Sep 23, 2017 | www.unz.com

The impending collapse of ISIS has touched off a race for territory in the oil-rich eastern part of Syria pitting US-backed forces against the Russian-led coalition of Syria, Iran and Hezbollah. This is the nightmare scenario that everyone wanted to avoid. Washington and Moscow's armies are now converging on the same area at the same time greatly increasing the probability of a conflagration between the two nuclear-armed superpowers. The only way a clash can be avoided is if one party backs down, which seems increasingly unlikely.

The situation can be easily explained. The vast swath of territory captured by ISIS is steadily shrinking due to the dogged perseverance of the Syrian Arab Army (SAA) which has liberated most of the countryside west of the Euphrates River including the former ISIS stronghold at Deir Ezzor, a critical garrison at the center of the fighting. ISIS is also getting pressure from the north where the US-backed SDF is pounding their capital at Raqqa while deploying troops and tanks southward to the oil fields in Deir Ezzor province.

Washington has made it clear that it wants its proxy-army to control the area east of the Euphrates establishing a soft partition between east and west. The US also wants to control Deir Ezzor's vast oil resources in order to provide a reliable revenue stream for the emergent Kurdish statelet.

Syrian President Bashar al Assad has said many times that he will never agree to the partitioning of the country. But the decision will not be made by Assad alone. His coalition partners in Moscow, Beirut and Tehran will also help shape the final settlement. As far as Putin is concerned, it seems extremely unlikely that he'd risk a protracted and bloody war with the United States simply to recapture every square inch of Syrian territory. The Russian president will probably allow the US to keep its bases in the northeast provided that critical areas are conceded to the regime. But where will the line be drawn, that's the question?

* * * *

:: Goals ::
**1)** Answer these questions using the text about eastern Syria, one line each:
(a) Which former ISIS stronghold has the Syrian Arab Army liberated?
(b) Which ISIS capital is the US-backed SDF pounding?
(c) According to the text, why does the US want to control Deir Ezzor's oil resources?
**2)** Name every city the text about eastern Syria gives as a seat of Assad's coalition partners.
**3)** Carry on the text about eastern Syria from its last sentence, in the same voice.

:: Listing ::
* * * *

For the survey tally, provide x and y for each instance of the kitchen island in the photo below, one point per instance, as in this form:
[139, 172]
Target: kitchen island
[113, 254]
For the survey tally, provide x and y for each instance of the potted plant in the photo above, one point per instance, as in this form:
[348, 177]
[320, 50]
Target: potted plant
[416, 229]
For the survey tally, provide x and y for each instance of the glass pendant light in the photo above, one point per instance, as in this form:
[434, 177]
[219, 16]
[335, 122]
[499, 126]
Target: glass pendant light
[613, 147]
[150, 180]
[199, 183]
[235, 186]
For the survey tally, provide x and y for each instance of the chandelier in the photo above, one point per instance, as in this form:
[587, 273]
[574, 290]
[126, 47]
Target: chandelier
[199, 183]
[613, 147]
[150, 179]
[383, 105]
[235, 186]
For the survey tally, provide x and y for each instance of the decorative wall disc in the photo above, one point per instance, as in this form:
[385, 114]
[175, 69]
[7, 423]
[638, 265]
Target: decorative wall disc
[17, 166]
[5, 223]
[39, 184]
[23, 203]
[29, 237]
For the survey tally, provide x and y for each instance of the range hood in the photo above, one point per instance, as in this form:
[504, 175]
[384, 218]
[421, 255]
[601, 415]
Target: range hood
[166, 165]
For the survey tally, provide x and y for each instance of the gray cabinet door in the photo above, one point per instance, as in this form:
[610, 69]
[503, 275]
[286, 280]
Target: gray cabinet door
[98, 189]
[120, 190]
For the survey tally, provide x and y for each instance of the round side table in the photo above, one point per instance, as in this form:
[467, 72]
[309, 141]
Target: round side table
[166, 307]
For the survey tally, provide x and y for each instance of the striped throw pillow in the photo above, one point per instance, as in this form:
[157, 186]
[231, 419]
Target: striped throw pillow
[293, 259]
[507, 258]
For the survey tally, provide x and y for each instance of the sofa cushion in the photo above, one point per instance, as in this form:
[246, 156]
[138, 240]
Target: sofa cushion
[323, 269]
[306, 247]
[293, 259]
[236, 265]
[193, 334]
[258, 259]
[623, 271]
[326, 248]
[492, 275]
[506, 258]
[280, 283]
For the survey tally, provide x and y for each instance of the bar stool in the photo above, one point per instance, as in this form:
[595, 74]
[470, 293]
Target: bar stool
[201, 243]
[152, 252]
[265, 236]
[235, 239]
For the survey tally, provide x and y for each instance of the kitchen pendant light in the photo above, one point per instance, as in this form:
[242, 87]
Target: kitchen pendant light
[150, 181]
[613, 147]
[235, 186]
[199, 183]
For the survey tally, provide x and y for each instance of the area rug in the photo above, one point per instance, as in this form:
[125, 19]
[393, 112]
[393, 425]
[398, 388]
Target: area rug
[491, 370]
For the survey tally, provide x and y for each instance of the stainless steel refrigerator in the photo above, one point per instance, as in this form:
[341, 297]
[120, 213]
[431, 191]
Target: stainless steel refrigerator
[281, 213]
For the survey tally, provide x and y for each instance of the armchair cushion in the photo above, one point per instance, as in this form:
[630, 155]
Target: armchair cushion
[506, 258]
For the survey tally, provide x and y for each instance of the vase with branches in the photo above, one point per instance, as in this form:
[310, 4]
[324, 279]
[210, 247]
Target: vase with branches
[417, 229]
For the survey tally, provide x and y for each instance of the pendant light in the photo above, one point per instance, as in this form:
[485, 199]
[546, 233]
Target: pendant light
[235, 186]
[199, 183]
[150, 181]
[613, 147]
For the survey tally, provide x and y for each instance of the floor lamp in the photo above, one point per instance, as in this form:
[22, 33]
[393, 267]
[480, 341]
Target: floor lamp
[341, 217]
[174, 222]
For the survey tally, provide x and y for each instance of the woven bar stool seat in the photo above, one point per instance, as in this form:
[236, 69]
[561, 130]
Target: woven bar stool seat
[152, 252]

* * * *

:: Answers for the tasks ::
**1)**
(a) Deir Ezzor
(b) Raqqa
(c) To provide a reliable revenue stream for the emergent Kurdish statelet

**2)** Moscow, Beirut, Tehran

**3)**
The US wants to control the area east of the Euphrates including the lucrative oil fields. This is why they deployed troops from the SDF southward even though they're still needed in Raqqa. Earlier in the week, it looked like the Syrian Army had a leg up on the SDF as troops and armored vehicles crossed the Euphrates headed east to the oil fields. But reports that appeared late Thursday indicate that the SDF has beaten them to the punch. This is from South Front:

"On Thursday, the US-backed Syrian Democratic Forces (SDF) captured Tabiyeh and al-Isba oil fields in the northwestern Deir Ezzor countryside, according to pro-Kurdish sources. If these reports are confirmed, the SDF will be in control over a half of Syria's oil reserve. Moreover, that will mean that the SDF at least partly blocked the SAA way on the eastern bank of the Euphrates river." ("Syrian Democratic Forces Capture Key Oil Fields In Deir Ezzor", South Front)

This is a major setback for the Russian coalition. It means that the SAA backed by the Russian Airforce will have to fight a group which, up to this point, has been an ally in the war against ISIS. Now it's clear that the mainly-Kurdish SDF is no ally, it's an enemy that wants to steal Syria's resources and carve a state out of its eastern flank.

The news about the SDF's arrival at the oil fields came just hours after the Russian Defense Ministry spokesman Major General Igor Konashenkov issued a terse warning to the US and SDF that Russia would retaliate if SAA positions were attacked again by SDF mortar or rocket fire.

Quote: "Russia unequivocally told the commanders of US forces in Al Udeid Airbase (Qatar) that it will not tolerate any shelling from the areas where the SDF are stationed ( ) Fire from positions in regions [controlled by the SDF] will be suppressed by all means necessary."

In retrospect, it looks like the SDF had already decided to make a clean break with the government leaving no doubt of where they stood. Washington is using the SDF to seize the oil fields and to claim to the entire east side of the Euphrates for its own. There's no doubt that these combat units of the SDF are accompanied by US Special Forces who are providing critical communications, logistic and tactical support. This operation has Washington's fingerprints all over it.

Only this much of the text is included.